_SET TASK A_
According to the dataset module documentation, where are the curated HDF5 dataset files hosted?
_SET TASK B_
Write out the dataset module documentation word for word between "Modelforge currently provides" and "be described below.", inclusive.
_SET TASK C_
Extend the modelforge dataset module documentation with the passage that follows its last sentence.

──────── EXTRACT PROVIDED ────────

Dataset Module
===============

The dataset module in modelforge provides a  suite of functions and classes designed to retrieve and transform quantum mechanics (QM) datasets into a format compatible with `torch.utils.data.Dataset <https://pytorch.org/docs/stable/data.html#torch.utils.data.Dataset>`_ as well as Pytorch Lightning `LightningDataModule <https://lightning.ai/docs/pytorch/stable/data/datamodule.html#lightningdatamodule>`_,  facilitating the training of machine learning potentials. The module supports actions related to data storage, caching, retrieval, and the conversion of stored modelforge curated HDF5 files into PyTorch-compatible datasets for training purposes.

Modelforge currently provides a host of datasets containing a variety of molecular structures and properties. These datasets are curated into HDF5 formated files designed to be compatible with modelforge and hosted on zenodo.org (see the `zenodo modelforge community <https://zenodo.org/communities/modelforge/records>`_); the udnerlying :class:`~modelforge.dataset.HDF5Dataset` class provides a framework to download, cache, and process these files into a format compatible with `torch.utils.data.Dataset`, as previously noted. Local datasets can also be used that are stored in modelforge compatible HDF5 formats, allowing users to work with their own datasets without needing to upload them to a remote server or modifying the modelforge source.  These can be specified by providing a configuration file, as will be described below.

──────── GIVEN DATA ────────

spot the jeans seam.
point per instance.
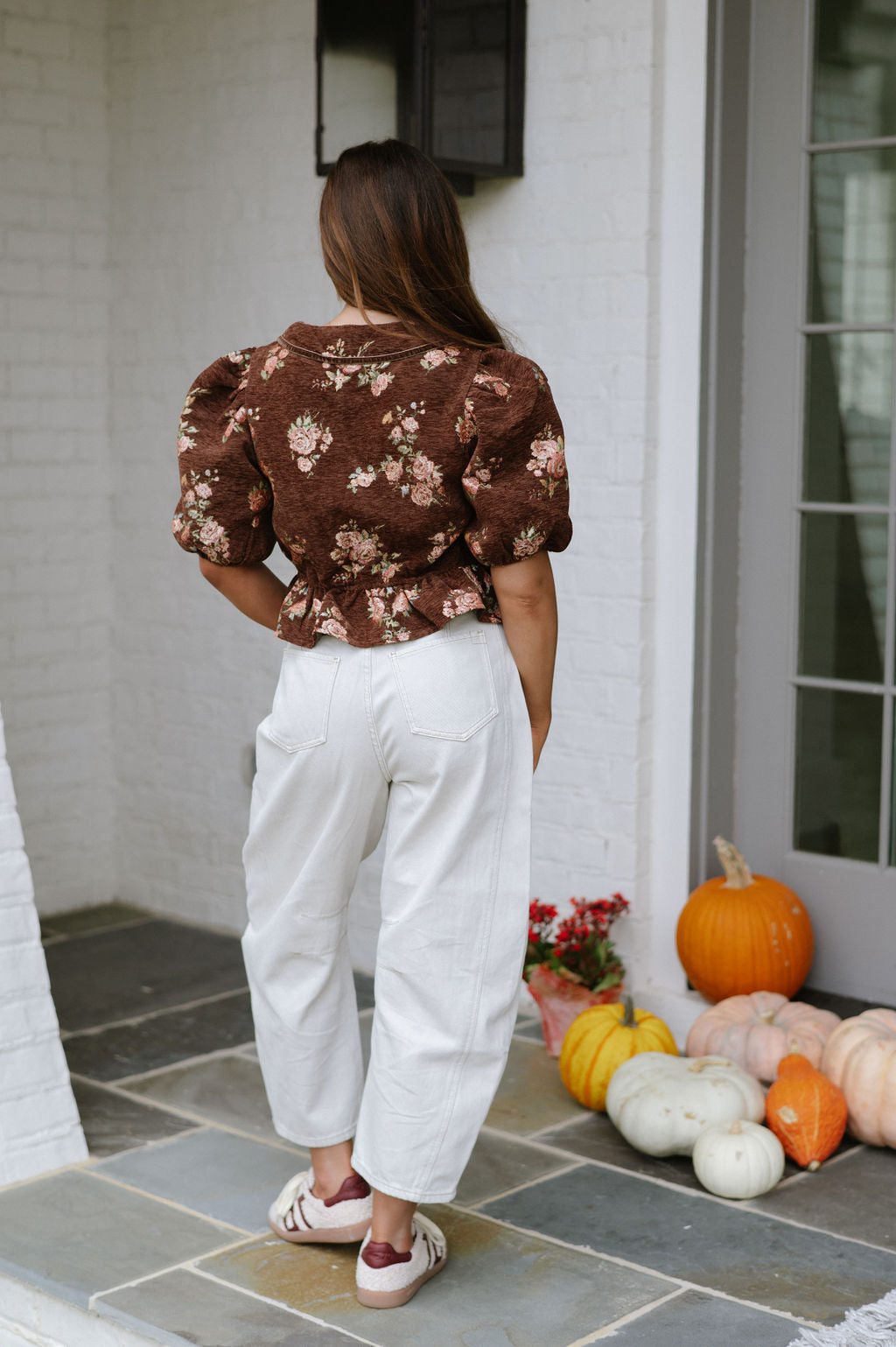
(368, 712)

────────

_EXPECTED OUTPUT A_
On zenodo.org, in the zenodo modelforge community.

_EXPECTED OUTPUT B_
Modelforge currently provides a host of datasets containing a variety of molecular structures and properties. These datasets are curated into HDF5 formated files designed to be compatible with modelforge and hosted on zenodo.org (see the `zenodo modelforge community <https://zenodo.org/communities/modelforge/records>`_); the udnerlying :class:`~modelforge.dataset.HDF5Dataset` class provides a framework to download, cache, and process these files into a format compatible with `torch.utils.data.Dataset`, as previously noted. Local datasets can also be used that are stored in modelforge compatible HDF5 formats, allowing users to work with their own datasets without needing to upload them to a remote server or modifying the modelforge source.  These can be specified by providing a configuration file, as will be described below.

_EXPECTED OUTPUT C_
Dataset Configuration TOML file
------------------------------------

Dataset input configuration is typically managed using a TOML file. This configuration file is crucial during the training process as it provides values that need to be specified  for the :class:`~modelforge.dataset.DataModule` class, ensuring a flexible and customizable setup.

Below is a minimal example of a dataset configuration for the QM9 dataset.

.. literalinclude:: ../modelforge/tests/data/dataset_defaults/qm9.toml
   :language: toml
   :caption: QM9 Dataset Configuration

.. warning::
    The ``version_select`` field in the example indicates the use of a small subset of the QM9 dataset. To utilize the full dataset, set this variable to ``latest``.


Explanation of the possible fields in the dataset configuration file:

- `dataset_name`: Specifies the name of the dataset. For this example, it is QM9.
- `version_select`: Indicates the version of the dataset to use. In this example, it points to a small subset of the dataset for quick testing. To use the full QM9 dataset, set this variable to `latest`.
- `number_of_worker`: Determines the number of worker threads for data loading. Increasing the number of workers can speed up data loading but requires more memory. Must be 1 or greater.
- `pin_memory`: A boolean flag indicating whether to pin memory for faster data transfer to the GPU. This is useful when training on a GPU and can improve performance by reducing data transfer times. Defaults to `True`.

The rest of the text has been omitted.